• GIVEN TASK:
Rewrite the material below as a numbered list, one item per line, with any blank lines left out.

-------- DATA FOR THIS TASK --------

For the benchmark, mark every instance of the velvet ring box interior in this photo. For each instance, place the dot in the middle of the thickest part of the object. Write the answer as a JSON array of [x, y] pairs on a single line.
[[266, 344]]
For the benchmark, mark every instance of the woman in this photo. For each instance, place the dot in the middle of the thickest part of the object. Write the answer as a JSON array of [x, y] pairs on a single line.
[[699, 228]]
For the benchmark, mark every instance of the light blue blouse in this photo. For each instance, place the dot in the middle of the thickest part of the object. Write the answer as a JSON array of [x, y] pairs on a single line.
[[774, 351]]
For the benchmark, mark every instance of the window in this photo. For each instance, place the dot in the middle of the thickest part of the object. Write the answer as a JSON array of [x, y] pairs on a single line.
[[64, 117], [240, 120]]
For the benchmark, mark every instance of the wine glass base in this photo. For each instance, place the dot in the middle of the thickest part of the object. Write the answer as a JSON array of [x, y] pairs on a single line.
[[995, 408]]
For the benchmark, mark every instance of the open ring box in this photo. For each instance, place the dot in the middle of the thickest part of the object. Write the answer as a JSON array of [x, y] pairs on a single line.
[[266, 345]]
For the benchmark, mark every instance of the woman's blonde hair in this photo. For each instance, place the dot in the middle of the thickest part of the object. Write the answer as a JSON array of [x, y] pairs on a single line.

--------

• ANSWER FOR THIS EXERCISE:
1. For the benchmark, mark every instance of the velvet ring box interior in this photo. For each instance, place the dot in the middle of the thickest part of the object. Write the answer as a JSON array of [x, y] pairs on a single line.
2. [[266, 344]]
3. For the benchmark, mark every instance of the woman in this photo. For each instance, place the dot in the middle of the thickest part of the object. Write the answer as a JSON array of [x, y] pairs on a single line.
4. [[699, 228]]
5. For the benchmark, mark every instance of the light blue blouse in this photo. For each instance, place the dot in the middle of the thickest part of the object. Write the answer as a JSON array of [x, y] pairs on a single line.
6. [[774, 351]]
7. For the benchmark, mark every instance of the window in this photo. For each instance, place the dot in the middle of the thickest part of the object. Write the answer as a JSON array of [x, y] pairs on a single line.
8. [[64, 117], [240, 120]]
9. For the benchmark, mark every instance of the wine glass base in this photo. For each instance, place the dot in the middle of the thickest part of the object. Write the answer as a JSON array of [x, y] pairs on a single line.
10. [[995, 408]]
11. For the benchmark, mark every instance of the open ring box in this photo. For each instance, place the dot in the middle of the thickest part of the object. Write the answer as a JSON array of [x, y] pairs on a single line.
12. [[266, 345]]
13. For the benchmark, mark every instance of the woman's blonde hair in this photo. For each instance, place the dot in the middle of the thickest part of the object. Write the answer as a JSON array of [x, y] pairs on a single line.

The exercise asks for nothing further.